=== Text excerpt ===
## Remove Outliers

In the file `src/preprocessing.py`, we perform the preprocessing steps necessary for the next phase of this project. This file does the following:

1. Load and merge data, using the `Id` feature as we did previously
2. Assign correct data types, in particular, designating which features are categorical
3. Handle missing values, using the work we did previously
4. Preprocessing

In [1]:
run src/preprocessing.py

#### Complete Feature Sets

We are starting to do some fairly complicated feature engineering. It makes sense that we should spend some time thinking about the different data sets we are creating so that we can keep track of what we have.

##### Standard Scaled Data Set

One data set is the standard scaled data set. For this data set, there is no need to separate the encoded categorical features. These two dataframes comprise a complete data set

- Log Transformed, Standard Scaled Numerical Features (`numeric_log_std_sc_df`)
- Complete One-hot Encoded Categorical Features (`categorical_encoded_df`)

##### Gelman Scaled Data Set

The other data set is the Gelman scaled data set. For this data set, we have separated the encoded categorical features based on a threshold for variance. These three dataframes comprise a complete data set

- Log Transformed, Gelman Scaled Numerical Features (`numeric_log_gel_sc_df`)
- One-hot Encoded Categorical Features with Significant Variance, Centered (`categorical_encoded_features_significant_variance_centered`)
- One-hot Encoded Categorical Features with Insignificant Variance (`categorical_encoded_features_insignificant_variance`)




### Identify Outliers

Next, we will work with the numeric features to identify outliers. As before, we will use the Tukey Method.

In [2]:
def display_outliers(dataframe, col, param=1.5):
    Q1 = np.percentile(dataframe[col], 25)
    Q3 = np.percentile(dataframe[col], 75)
    tukey_window = param*(Q3-Q1)
    less_than_Q1 = dataframe[col] < Q1 - tukey_window
    greater_than_Q3 = dataframe[col] > Q3 + tukey_window
    tukey_mask = (less_than_Q1 | greater_than_Q3)
    return dataframe[tukey_mask]

In [3]:
print("Column.             Standard      Gelman ")
print("--------------------------------------------")
for col in numeric_log_std_sc_df.columns:
    print("{:20} {:12} {}".format(col, 
                               str(display_outliers(numeric_log_std_sc_df, col).shape),
                               str(display_outliers(numeric_log_gel_sc_df, col).shape)
                              ))

Column.             Standard      Gelman 
--------------------------------------------
LotFrontage          (122, 23)    (122, 23)
LotArea              (128, 23)    (128, 23)
YearBuilt            (9, 23)      (9, 23)
YearRemodAdd         (0, 23)      (0, 23)
MasVnrArea           (0, 23)      (0, 23)
===
• [The exercise] In the outlier notes, what method is used to identify outliers in the numeric features? The data that comes next has no connection to the outlier notes.
=== Data lines ===
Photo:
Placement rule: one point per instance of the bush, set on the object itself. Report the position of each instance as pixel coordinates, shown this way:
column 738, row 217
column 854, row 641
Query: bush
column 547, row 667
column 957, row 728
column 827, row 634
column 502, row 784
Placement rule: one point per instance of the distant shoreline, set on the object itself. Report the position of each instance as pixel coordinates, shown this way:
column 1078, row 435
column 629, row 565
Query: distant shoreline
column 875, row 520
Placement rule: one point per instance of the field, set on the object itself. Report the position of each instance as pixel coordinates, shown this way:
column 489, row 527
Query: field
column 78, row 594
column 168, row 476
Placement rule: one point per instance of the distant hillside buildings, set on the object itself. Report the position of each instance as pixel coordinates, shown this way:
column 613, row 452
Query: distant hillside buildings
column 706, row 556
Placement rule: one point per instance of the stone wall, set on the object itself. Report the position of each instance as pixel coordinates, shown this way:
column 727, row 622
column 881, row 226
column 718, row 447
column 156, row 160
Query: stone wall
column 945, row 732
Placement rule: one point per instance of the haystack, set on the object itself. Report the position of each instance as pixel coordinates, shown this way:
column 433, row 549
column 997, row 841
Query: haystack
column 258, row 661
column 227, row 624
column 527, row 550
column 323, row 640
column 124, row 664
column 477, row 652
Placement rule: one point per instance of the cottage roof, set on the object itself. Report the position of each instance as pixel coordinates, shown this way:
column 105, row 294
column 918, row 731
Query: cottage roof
===
• [Task result] The Tukey Method.